| Exercise tasks |
#1 Transcribe everything in the Seattle links post from "RANDOM LINKS FOR" down to "nutritious than Budweiser.".
#2 Extend the Seattle links post, starting right after its last sentence.

| Document segment |
RANDOM LINKS FOR 9/16/11
Sep 15th, 2011 by Clark Humphrey

designsbuzz.com

  • The Seattlest gang’s putting out, in installments, a revised and updated “guide to Seattle stereotypes.”
  • Neighborhood activists are starting a tiny but intelligently stocked mini-grocery in the Lost Valley of Delridge, an area bereft of places selling anything more nutritious than Budweiser.
  • What’s the biggest fear of people buying into a 33-story condo tower? That somebody will block their view with a 40-story condo tower a block away.
  • Let’s try to get this straight. A candidate for King County Council has a brother who administers an arts program for at-risk youth. Said arts program puts out, for the first time in its history, a “student made” newspaper. Said paper includes several mentions praising the administrator’s sis and several other mentions disparaging her election opponent. Oh, and the thing was partly made with City funds.

| Record set |
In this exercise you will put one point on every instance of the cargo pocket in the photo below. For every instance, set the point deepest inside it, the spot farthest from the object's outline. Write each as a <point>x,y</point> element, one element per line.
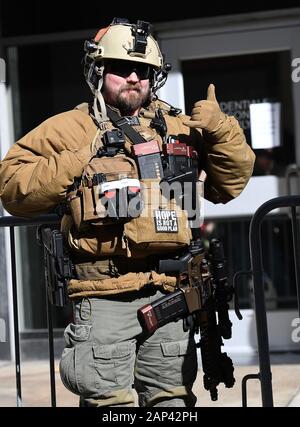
<point>72,360</point>
<point>114,365</point>
<point>179,361</point>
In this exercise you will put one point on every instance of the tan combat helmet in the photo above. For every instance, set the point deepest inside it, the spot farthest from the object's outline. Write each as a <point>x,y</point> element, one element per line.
<point>122,41</point>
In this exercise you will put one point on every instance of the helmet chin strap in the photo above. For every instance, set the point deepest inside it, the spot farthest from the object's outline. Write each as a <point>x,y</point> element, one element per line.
<point>100,116</point>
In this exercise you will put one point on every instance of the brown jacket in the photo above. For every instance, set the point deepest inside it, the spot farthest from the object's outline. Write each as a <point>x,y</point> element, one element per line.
<point>39,168</point>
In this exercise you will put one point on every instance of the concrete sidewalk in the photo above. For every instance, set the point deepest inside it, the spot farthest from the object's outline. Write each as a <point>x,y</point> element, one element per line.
<point>36,387</point>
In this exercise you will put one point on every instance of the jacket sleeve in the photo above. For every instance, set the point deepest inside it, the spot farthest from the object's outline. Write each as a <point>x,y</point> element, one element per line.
<point>225,157</point>
<point>37,170</point>
<point>229,161</point>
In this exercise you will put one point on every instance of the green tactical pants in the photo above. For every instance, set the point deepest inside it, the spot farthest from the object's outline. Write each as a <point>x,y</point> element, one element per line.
<point>107,353</point>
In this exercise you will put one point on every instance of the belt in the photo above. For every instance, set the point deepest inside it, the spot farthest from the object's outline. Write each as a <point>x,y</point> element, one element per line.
<point>113,267</point>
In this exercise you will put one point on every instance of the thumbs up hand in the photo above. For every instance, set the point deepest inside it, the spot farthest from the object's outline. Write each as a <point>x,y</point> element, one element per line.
<point>206,114</point>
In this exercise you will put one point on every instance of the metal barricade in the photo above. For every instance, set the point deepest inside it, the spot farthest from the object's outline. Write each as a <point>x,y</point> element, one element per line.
<point>265,375</point>
<point>12,222</point>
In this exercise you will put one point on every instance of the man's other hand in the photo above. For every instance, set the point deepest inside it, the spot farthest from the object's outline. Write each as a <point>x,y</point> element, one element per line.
<point>206,114</point>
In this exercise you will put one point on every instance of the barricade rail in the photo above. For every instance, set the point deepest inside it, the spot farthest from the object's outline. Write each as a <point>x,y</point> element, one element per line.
<point>12,222</point>
<point>265,375</point>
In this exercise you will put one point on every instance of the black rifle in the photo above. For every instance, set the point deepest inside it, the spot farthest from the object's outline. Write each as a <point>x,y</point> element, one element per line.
<point>203,291</point>
<point>58,267</point>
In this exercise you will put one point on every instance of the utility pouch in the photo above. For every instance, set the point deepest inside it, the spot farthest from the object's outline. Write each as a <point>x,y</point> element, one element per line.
<point>161,226</point>
<point>106,192</point>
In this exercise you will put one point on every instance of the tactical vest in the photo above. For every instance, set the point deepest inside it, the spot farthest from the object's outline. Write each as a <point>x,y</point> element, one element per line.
<point>120,205</point>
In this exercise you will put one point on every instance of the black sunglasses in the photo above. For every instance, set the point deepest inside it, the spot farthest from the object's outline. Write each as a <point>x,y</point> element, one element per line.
<point>125,68</point>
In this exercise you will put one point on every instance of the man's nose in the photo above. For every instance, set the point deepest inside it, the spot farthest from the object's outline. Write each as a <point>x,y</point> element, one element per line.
<point>133,76</point>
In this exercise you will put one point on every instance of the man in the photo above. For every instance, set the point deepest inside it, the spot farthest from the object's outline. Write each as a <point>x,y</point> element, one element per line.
<point>88,156</point>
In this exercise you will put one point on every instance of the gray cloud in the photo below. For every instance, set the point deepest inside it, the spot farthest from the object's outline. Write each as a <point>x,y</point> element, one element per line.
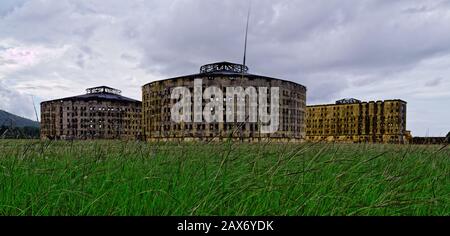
<point>365,49</point>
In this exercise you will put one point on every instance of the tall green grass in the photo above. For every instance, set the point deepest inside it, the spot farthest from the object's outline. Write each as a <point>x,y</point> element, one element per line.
<point>138,178</point>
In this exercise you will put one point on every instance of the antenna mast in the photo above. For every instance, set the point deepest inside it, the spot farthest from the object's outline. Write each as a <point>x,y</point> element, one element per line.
<point>246,32</point>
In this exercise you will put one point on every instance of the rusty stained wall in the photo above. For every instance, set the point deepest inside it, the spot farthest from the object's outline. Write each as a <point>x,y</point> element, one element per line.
<point>381,121</point>
<point>157,104</point>
<point>93,119</point>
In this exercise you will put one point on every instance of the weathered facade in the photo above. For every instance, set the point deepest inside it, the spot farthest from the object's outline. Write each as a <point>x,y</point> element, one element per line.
<point>350,120</point>
<point>157,105</point>
<point>101,113</point>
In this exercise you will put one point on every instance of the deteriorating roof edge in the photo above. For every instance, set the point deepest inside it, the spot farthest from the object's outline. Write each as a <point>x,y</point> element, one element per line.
<point>97,96</point>
<point>217,74</point>
<point>334,104</point>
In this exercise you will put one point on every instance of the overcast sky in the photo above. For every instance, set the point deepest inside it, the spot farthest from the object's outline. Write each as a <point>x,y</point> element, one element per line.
<point>369,50</point>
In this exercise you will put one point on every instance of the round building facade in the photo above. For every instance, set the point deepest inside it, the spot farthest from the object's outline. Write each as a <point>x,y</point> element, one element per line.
<point>254,103</point>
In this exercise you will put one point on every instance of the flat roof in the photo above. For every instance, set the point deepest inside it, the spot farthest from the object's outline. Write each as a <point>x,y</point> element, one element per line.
<point>97,96</point>
<point>222,73</point>
<point>347,104</point>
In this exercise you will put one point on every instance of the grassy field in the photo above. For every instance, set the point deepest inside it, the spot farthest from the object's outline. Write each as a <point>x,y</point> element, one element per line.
<point>137,178</point>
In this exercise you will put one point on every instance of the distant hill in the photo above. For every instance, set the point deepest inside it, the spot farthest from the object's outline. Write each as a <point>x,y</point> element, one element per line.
<point>7,118</point>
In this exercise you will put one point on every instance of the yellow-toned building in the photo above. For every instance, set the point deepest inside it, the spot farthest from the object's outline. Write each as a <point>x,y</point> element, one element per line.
<point>350,120</point>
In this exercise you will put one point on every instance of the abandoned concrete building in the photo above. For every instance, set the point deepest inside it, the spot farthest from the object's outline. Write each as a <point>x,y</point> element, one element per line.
<point>101,113</point>
<point>157,103</point>
<point>350,120</point>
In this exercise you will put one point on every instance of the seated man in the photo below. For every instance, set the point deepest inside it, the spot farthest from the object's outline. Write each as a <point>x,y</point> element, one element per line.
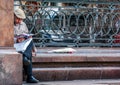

| Answers for the tasks |
#1
RANDOM LINKS FOR 9/16/11
Sep 15th, 2011 by Clark Humphrey

designsbuzz.com

  • The Seattlest gang’s putting out, in installments, a revised and updated “guide to Seattle stereotypes.”
  • Neighborhood activists are starting a tiny but intelligently stocked mini-grocery in the Lost Valley of Delridge, an area bereft of places selling anything more nutritious than Budweiser.

#2
  • Microsoft’s immensely profitable. Its stock price has essentially been “flat” for some time. One more reason for America’s socio-economic nabobs to stop believing in the Almighty Stock Price as the all-determining value of everything.
  • Progressive economist Remy Trupin looks at Wash. state’s no-end-in-sight budget hole and insists that from this point on, “further cuts are not an option.”
  • A hundred years ago, eight destitute young women were killed in an accident at a Chehalis explosives factory. Their joint grave has finally been rediscovered.
  • The Illinois company now calling itself Boeing has friends among the House Republicans. That body just approved, in a symbolic gesture certain to sink in the Senate, a bill to strip Federal protection for workers whose jobs were outsourced as punishment for union organizing.
  • If we must say goodbye to Cyndy’s House of Pancakes on Aurora (closed as of July after 53 years), at least we can be consoled that housing for the formerly-homeless will go up on the site.
  • There was a hearing about a plan for a homeless shelter in Lake City. The senior-housing developer SHAG bused in residents to speak against the plan. One of these speakers called the homeless “garbage.” Brutal insensitivity: It’s not just for Republican campaign events any more.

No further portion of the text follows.